* _SELECTED PASSAGE_
----

Source: Draft DHA-IPM 20-xxx . DoD Coronavirus Disease (COVID)-19 Vaccination Program (CVP) Implementation.
A6: Because the duration of immunity from natural infection with COVID-19 is unknown, vaccine may have value in
protecting people who have already had the disease. Early evidence suggests natural immunity from COVID-19 may
not last very long, but more studies are needed to better understand this. Talk with your provider if you have been
previously infected with COVID-19.
Source: CDC. Frequently Asked Questions about COVID-19 Vaccination. https://www.cdc.gov/coronavirus/2019-ncov/
A7: Masks and physical distancing will still be necessary until a large proportion of the population is vaccinated and
the vaccine is proven to provide long-term protection. Global and national public health authorities are expected
to continue to recommend wearing masks and practicing physical distancing, for everyone, until pandemic risk of
COVID-19 is substantially reduced.
Source: MHS Communications Plan. COVID-19 (SARS-COV-2) Prevention – Vaccination Questions and Answers.
A8: The risk for severe illness and death from COVID-19 increases with age, with the greatest risk among those aged
85 or older. Adults of any age with the following conditions are also at increased risk of severe illness: Cancer; chronic
kidney disease, COPD; heart disease; weakened immune system; obesity; pregnancy; sickle cell disease; smoking; and
type 2 diabetes mellitus. COVID-19 is a new disease. Currently there are limited data and information about the impact
of many underlying medical conditions and whether they increase risk. Talk with your provider about your individual
risk factors and appropriate precautions.

----

* _LISTED ENTRIES_
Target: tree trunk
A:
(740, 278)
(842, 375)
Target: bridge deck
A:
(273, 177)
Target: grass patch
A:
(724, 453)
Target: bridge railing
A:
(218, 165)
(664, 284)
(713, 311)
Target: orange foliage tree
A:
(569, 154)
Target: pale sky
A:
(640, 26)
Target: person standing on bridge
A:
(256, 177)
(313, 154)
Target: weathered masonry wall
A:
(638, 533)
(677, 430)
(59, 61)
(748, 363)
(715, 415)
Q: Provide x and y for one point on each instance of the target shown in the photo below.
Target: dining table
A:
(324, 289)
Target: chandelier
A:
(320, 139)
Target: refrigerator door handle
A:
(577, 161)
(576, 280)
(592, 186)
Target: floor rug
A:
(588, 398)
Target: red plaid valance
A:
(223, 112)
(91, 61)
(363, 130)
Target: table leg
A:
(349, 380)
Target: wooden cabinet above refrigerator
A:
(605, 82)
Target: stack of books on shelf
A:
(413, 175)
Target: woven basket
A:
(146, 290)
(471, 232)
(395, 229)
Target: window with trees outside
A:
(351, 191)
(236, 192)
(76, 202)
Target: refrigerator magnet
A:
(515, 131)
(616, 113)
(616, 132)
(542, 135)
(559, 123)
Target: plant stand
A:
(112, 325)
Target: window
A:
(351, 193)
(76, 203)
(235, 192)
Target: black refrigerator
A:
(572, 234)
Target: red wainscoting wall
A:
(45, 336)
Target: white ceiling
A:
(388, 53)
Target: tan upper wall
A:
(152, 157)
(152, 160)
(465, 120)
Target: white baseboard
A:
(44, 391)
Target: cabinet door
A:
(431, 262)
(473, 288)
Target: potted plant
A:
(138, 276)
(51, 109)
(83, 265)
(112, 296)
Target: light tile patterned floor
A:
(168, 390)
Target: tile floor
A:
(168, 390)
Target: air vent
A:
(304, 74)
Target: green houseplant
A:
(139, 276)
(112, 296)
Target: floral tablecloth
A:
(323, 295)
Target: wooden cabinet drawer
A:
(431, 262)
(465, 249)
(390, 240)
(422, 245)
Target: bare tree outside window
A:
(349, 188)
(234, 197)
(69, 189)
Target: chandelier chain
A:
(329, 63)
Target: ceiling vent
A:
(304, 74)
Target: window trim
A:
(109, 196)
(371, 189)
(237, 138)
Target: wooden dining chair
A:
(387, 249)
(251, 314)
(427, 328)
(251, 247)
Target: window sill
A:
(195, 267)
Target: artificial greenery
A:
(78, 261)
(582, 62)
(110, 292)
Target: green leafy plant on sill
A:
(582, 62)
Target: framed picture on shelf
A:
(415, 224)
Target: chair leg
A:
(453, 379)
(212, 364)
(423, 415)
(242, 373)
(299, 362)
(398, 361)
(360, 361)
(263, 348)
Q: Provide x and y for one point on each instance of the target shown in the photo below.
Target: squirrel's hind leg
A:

----

* _INSTRUCTIONS TO FOLLOW_
Name every source cited in the COVID-19 vaccination passage above, giving each one's title as the passage shows it.

* _OUTPUT FOR THIS TASK_
- Draft DHA-IPM 20-xxx. DoD Coronavirus Disease (COVID)-19 Vaccination Program (CVP) Implementation
- CDC. Frequently Asked Questions about COVID-19 Vaccination (https://www.cdc.gov/coronavirus/2019-ncov/)
- MHS Communications Plan. COVID-19 (SARS-COV-2) Prevention – Vaccination Questions and Answers